■ Given instruction 1
Answer these questions about the copper complex passage, marking your answers (a), (b) and (c):
(a) In which space group does complex 1 crystallize?
(b) What value does the passage give for the descriptor parameter τ₄?
(c) What is the C1–N4–C10–C11 torsion angle?
■ Given instruction 2
Summarize the copper complex passage in two sentences.
■ Given instruction 3
Extend the copper complex passage by writing the paragraph that would come next.

Intermolecular N–H···S and N–H···O hydrogen bonds occur between molecules in supramolecular corrugated layers parallel to the ac crystallographic plane (Table 4, Figure 3).

Table 4.

Hydrogen bond distances (Å) and angles (°) in HL and 1.

	d(H···A)	d(D···A)	∠(DHA)	Symmetry transformation for acceptor
HL
N(3)–H(3N)···S(1)	2.62	3.475(2)	174.7	−x+2, −y+1, −z+1
N(4)–H(4N)···O(1)	2.15	2.864(2)	140.8	2x−1/2, y, −z+3/2
1
N(4)–H(1N)···Cl(1)	2.66	3.395(3)	144.8	−x+2, y−1/2, −z+3/2
C(8)–H(8B)···S(1)	2.99	3.835(3)	146.2	−x+2, y+1/2, −z+3/2

Figure 3.

Fragment of the crystal packing of the corrugated layers parallel to ac crystallographic plane of HL. All hydrogen atoms, except for those involved in hydrogen bonds, have been omitted for clarity.

Complex 1 crystallizes in the monoclinic space group P2₁/c (Table 2). Structural studies revealed that the formula of complex 1 is [Cu(L)Cl]. Upon complexation with Cu(II), the ligand undergoes a configurational change of the thiosemicarbazone moiety from E to Z form and rotation around the C2–C3 bond bending to a cis–cis configuration of the donor O, N, and S atoms that favors the tridentate chelating form of coordination. Such a mode of coordination was also established in previously studied Cu(II) compounds with different substituted thiosemicarbazones.^11,25,32

The Cu₁ atom in complex 1 is tetracoordinated and the copper centre exhibits a square planar coordination. The tridentate thiosemicarbazone ligand is coordinated to the central atom in the monodeprotonated form (L)⁻ using an ONS set of donor atoms (Figure 4) and forms two fused metallacycles. Four donor atoms O(1), N(2), S(1), and Cl(1), are coplanar within ±0.113 Å, and copper center exhibits a distorted square planar environment with descriptor parameter τ₄ = 0.163.³³ The coordination of (L)⁻ with Cu(II) shortened the bond length of C1–N3 to 1.330(4) Å and increased the bond lengths S1–C1 and C1–N4 to 1.738(3) and 1.336(4) Å, respectively. The allyl substituent on the N4 atom adopts an orthogonal orientation with respect to this plane. The C1–N4–C10–C11 and N1–C10–C11–C12 torsion angles are 102.5(4)° and 120.8(5)°, respectively.

■ Source excerpt
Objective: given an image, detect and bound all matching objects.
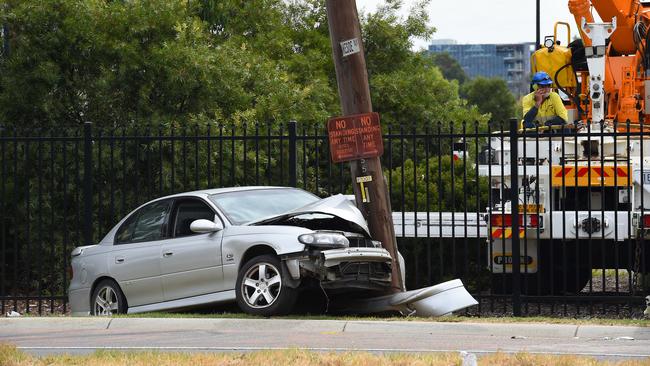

■ Task output 1
(a) The monoclinic space group P2₁/c.
(b) τ₄ = 0.163.
(c) 102.5(4)°.

■ Task output 2
In HL, intermolecular N–H···S and N–H···O hydrogen bonds link molecules into corrugated layers parallel to the ac crystallographic plane. Complex 1, [Cu(L)Cl], crystallizes in the monoclinic space group P2₁/c, and its monodeprotonated thiosemicarbazone ligand shifts from the E to the Z form to bind copper through an ONS donor set, giving a distorted square planar copper center.

■ Task output 3
Figure 4.

X-ray crystal structure of complex 1 with atom numbering. Thermal ellipsoids are drawn at the 50% probability level.

The complexes are linked via N–H···Cl and C–H···S1 hydrogen bonds in supramolecular chains running along the crystallographic b-axis (Table 4, Figure 5). The antiparallel complexes from neighboring chains reveal stacking interactions of the metallacycles.³⁴ These π-π stacking interactions unite chains in supramolecular layers parallel to the (bc) plane. The interplanar separation between mean planes of overlapping fragments equals 3.421 Å, while the centroid···centroid distance is 3.547 Å and the Cu···Cu distance within stacked complexes is 4.690 Å.

Figure 5.

The supramolecular architecture in the crystal structure of complex 1.

Antioxidant activity

The antioxidant activity of the compounds was determined by the ABTS^+• method (Table 5). The uncoordinated thiosemicarbazone HL exhibited antioxidant activity with an IC₅₀ value of 56.4 μM, which makes it more active than most of its 3d metal coordination compounds 1–6 described in this article and also more active than copper(II) mixed ligand compounds with bidentate N-heteroaromatic bases.

Table 5.

Antioxidant activity of HL and compounds 1–6 against cationic ABTS^+• radicals.

Compound	IC₅₀ (μM)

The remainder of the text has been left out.